EXERCISE GOAL: Collect each line of the entries that holds the string "positive".

Items from a data source:

■ ■ ■

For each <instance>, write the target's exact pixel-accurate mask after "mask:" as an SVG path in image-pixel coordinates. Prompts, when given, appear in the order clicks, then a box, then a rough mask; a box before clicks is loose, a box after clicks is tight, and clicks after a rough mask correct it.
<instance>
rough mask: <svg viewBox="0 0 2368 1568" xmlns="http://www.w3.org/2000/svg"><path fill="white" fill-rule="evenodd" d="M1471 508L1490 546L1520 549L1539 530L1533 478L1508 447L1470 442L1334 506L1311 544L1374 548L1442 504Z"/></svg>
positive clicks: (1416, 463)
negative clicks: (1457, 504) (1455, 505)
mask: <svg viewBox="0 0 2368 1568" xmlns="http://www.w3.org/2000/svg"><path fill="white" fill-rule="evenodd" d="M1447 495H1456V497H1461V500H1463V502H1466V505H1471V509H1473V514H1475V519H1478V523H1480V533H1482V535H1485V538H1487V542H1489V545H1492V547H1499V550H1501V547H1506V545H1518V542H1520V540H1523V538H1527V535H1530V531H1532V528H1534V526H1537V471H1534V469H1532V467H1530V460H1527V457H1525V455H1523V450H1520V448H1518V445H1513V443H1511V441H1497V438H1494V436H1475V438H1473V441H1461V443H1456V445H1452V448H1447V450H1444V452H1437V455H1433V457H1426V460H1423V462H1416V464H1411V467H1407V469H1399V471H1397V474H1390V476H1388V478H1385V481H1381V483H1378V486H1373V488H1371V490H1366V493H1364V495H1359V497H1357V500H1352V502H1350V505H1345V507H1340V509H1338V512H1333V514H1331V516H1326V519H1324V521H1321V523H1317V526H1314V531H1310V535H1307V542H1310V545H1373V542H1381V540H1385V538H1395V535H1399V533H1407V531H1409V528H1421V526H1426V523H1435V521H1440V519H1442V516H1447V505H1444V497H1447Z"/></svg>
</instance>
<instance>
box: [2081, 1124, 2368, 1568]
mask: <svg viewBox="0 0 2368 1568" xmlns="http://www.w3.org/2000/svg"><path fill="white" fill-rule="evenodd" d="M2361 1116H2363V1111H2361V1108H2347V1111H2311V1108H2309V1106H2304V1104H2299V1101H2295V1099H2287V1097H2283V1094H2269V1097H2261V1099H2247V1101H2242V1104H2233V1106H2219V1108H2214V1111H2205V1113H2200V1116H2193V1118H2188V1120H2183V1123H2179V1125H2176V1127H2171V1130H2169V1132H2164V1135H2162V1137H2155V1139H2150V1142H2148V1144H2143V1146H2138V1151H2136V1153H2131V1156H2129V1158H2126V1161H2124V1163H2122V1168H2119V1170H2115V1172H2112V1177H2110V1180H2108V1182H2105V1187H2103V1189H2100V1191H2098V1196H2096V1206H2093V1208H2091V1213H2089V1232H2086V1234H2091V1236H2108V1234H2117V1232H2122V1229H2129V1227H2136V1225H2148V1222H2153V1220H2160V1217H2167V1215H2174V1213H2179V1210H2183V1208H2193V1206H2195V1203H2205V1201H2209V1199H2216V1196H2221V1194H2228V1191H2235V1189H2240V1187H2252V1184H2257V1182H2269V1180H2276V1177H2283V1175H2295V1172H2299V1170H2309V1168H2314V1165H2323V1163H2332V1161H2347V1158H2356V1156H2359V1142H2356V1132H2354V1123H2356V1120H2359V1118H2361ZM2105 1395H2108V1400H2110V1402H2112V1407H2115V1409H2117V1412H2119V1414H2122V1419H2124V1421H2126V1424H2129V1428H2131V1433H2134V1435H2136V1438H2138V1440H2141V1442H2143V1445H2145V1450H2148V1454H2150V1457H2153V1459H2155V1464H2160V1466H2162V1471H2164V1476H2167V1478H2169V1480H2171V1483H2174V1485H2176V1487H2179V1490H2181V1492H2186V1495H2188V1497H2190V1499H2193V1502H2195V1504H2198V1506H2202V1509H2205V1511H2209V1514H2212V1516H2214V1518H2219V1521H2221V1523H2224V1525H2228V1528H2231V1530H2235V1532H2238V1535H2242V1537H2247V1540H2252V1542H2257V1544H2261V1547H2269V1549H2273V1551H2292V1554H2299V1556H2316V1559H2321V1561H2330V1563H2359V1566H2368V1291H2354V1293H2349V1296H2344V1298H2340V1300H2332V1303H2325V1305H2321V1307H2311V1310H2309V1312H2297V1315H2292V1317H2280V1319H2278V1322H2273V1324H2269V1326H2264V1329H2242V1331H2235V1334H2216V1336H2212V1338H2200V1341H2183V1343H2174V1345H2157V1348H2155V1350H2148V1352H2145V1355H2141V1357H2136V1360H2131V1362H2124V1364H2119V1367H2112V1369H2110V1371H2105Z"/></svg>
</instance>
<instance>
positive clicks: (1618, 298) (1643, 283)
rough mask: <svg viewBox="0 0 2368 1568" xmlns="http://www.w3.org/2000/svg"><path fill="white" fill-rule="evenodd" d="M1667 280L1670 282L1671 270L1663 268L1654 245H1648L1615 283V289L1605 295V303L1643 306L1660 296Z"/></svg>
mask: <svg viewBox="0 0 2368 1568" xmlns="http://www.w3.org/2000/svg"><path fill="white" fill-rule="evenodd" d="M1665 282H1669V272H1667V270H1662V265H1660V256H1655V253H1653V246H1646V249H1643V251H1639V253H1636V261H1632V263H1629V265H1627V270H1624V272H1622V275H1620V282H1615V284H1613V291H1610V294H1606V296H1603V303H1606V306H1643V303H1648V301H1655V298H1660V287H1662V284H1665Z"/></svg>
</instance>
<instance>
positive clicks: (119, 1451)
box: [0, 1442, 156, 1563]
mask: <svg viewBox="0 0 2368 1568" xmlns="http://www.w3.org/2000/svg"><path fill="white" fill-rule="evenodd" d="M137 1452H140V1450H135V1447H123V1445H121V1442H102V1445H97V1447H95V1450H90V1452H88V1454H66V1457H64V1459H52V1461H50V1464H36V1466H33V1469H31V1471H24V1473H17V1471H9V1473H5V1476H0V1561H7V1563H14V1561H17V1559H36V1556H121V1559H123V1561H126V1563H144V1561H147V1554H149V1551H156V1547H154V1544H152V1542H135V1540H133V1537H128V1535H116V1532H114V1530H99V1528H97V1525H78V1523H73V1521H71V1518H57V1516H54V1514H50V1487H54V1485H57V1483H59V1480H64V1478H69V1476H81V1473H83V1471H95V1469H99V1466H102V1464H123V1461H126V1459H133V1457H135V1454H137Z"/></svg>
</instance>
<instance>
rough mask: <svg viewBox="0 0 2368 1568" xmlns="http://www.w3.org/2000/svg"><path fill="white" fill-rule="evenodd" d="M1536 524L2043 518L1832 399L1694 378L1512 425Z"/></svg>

■ ■ ■

RESULT OF THE TASK:
positive clicks: (1416, 463)
positive clicks: (1618, 298) (1643, 283)
positive clicks: (119, 1451)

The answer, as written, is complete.